----- PROVIDED RECORDS -----

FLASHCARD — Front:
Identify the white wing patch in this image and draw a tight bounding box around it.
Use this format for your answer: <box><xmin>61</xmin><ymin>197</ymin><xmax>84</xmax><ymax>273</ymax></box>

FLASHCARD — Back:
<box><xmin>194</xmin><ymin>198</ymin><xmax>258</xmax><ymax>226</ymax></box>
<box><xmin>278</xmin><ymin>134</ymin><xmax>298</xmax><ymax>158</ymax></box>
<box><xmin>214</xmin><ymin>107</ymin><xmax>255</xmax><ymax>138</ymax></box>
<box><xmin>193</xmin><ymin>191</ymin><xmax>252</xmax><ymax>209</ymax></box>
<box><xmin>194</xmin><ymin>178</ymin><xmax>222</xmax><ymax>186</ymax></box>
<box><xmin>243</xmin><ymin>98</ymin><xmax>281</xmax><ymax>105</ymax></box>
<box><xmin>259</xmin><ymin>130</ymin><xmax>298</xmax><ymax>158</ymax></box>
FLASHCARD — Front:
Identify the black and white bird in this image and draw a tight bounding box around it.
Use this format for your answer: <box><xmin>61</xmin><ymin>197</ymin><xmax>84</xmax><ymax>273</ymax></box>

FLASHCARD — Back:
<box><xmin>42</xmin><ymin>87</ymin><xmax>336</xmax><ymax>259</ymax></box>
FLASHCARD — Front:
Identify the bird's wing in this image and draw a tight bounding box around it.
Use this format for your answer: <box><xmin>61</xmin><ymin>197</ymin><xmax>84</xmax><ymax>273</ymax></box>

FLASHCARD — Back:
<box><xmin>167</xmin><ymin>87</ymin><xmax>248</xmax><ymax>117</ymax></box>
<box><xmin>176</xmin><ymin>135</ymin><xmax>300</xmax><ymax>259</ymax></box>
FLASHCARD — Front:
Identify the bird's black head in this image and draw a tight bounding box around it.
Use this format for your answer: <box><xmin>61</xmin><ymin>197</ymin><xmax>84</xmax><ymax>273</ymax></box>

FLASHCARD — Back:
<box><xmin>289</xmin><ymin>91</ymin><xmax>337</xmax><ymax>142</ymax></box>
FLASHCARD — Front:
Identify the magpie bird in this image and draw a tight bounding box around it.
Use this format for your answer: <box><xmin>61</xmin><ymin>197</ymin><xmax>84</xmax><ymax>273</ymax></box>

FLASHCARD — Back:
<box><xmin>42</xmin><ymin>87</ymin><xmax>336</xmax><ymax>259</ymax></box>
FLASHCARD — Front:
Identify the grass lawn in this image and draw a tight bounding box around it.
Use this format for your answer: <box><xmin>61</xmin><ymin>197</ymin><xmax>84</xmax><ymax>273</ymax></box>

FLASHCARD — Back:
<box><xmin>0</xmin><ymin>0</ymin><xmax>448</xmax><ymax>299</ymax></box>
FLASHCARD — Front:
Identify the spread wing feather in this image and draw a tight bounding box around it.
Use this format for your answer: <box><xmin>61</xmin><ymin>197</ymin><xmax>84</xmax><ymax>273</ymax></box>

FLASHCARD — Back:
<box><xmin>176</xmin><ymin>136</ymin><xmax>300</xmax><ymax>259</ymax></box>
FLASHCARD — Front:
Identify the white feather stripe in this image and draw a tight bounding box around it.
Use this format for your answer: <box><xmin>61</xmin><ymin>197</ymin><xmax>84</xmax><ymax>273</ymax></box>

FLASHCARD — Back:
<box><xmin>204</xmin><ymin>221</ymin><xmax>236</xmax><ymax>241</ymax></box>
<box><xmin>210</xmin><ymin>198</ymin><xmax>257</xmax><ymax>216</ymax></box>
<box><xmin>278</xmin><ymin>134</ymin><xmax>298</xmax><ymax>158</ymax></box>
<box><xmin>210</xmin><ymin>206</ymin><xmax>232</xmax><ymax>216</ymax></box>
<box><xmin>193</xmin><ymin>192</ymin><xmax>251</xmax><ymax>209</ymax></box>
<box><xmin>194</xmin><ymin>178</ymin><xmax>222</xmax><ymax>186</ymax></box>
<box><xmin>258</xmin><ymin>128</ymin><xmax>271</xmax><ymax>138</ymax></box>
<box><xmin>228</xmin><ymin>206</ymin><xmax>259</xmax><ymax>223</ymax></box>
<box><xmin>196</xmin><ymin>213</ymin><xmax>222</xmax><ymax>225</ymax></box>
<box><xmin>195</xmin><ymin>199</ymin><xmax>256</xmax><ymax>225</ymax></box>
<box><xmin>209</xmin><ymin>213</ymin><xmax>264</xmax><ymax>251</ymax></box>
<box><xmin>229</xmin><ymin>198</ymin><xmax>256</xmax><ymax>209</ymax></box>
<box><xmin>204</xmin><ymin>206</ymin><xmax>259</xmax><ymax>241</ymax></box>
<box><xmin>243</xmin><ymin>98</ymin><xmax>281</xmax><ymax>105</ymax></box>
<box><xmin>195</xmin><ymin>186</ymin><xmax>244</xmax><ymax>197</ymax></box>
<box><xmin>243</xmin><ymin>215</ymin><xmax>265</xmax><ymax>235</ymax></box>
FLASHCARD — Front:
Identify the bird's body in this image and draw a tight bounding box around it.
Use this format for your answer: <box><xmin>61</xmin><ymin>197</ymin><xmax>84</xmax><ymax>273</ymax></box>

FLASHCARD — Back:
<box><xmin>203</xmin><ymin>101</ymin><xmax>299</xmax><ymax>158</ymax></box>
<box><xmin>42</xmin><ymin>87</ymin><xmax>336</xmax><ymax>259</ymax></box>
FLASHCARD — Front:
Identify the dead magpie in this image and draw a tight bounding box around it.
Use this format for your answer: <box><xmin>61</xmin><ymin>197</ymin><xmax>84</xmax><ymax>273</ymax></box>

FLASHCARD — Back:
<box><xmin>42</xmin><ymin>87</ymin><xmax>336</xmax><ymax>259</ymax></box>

-----
----- PROVIDED RECORDS -----

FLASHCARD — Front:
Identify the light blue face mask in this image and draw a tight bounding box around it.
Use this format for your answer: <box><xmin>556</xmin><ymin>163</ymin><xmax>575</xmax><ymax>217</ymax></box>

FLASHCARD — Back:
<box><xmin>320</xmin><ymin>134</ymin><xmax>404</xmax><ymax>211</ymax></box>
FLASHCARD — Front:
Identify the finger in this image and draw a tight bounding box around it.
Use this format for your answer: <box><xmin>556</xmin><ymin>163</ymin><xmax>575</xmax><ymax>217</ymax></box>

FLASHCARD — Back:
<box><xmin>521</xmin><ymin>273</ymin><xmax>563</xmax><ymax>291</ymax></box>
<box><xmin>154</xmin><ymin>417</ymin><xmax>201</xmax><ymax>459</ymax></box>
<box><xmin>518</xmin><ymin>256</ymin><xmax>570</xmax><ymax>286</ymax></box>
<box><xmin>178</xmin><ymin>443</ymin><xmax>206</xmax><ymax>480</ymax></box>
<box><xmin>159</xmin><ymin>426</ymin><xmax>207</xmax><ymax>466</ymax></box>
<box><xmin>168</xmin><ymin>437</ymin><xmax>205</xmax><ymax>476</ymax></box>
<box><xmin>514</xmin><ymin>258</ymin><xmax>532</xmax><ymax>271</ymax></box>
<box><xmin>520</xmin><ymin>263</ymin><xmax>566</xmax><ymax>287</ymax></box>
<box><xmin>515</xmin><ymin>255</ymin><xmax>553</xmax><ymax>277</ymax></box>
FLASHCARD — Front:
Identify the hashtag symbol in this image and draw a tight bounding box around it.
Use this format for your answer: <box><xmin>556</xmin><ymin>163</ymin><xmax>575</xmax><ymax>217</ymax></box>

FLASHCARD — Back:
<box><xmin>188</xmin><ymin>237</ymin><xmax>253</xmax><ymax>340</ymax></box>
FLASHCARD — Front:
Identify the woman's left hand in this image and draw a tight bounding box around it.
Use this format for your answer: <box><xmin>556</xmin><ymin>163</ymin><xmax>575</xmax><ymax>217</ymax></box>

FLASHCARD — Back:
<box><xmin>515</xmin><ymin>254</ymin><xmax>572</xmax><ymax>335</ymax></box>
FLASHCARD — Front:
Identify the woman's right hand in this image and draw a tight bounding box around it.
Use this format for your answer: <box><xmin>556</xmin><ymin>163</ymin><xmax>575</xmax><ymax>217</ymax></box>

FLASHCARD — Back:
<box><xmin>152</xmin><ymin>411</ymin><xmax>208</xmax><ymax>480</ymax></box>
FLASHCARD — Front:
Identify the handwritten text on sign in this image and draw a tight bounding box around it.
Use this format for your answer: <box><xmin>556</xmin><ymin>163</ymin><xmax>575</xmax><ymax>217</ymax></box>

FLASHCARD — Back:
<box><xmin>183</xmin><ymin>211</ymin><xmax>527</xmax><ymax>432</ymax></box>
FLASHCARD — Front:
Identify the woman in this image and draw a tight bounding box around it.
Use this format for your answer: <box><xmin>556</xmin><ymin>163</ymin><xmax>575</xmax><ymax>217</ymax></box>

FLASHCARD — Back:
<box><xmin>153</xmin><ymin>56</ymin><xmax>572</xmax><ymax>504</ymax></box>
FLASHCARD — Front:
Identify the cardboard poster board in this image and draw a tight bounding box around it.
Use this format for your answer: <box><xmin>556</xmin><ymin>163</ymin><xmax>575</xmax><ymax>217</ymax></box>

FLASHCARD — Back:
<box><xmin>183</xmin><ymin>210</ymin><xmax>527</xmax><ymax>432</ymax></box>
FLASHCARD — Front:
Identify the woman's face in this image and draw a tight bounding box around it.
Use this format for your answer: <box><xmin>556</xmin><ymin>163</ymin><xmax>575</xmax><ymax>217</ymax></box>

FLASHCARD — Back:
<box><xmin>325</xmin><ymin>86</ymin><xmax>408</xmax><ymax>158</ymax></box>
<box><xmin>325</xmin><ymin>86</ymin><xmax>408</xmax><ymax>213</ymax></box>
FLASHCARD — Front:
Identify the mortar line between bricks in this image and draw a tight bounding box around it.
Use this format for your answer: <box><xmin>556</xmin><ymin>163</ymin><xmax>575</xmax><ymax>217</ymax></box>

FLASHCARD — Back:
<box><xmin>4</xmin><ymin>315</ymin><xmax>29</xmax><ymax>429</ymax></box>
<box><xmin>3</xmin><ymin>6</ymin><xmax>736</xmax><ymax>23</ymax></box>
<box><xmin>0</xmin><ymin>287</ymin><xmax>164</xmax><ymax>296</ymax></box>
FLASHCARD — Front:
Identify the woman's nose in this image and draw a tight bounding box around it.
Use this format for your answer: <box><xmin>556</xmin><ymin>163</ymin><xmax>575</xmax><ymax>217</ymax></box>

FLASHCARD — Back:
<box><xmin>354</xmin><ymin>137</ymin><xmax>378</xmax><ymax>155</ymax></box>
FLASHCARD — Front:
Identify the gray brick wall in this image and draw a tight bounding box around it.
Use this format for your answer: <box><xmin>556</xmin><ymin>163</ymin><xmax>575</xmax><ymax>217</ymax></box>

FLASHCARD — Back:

-----

BRIEF =>
What lines above hold the word "woman"? Pull each one out.

REPLY TO THE TASK =>
Identify the woman's left hand in this image and draw a tight bounding box around it.
Identify the woman's right hand in this image and draw a tight bounding box around it.
Identify the woman in this image and draw a tight bounding box around it.
Identify the woman's face in this image and draw a tight bounding box around it.
Identify the woman's nose in this image and draw a tight bounding box around it.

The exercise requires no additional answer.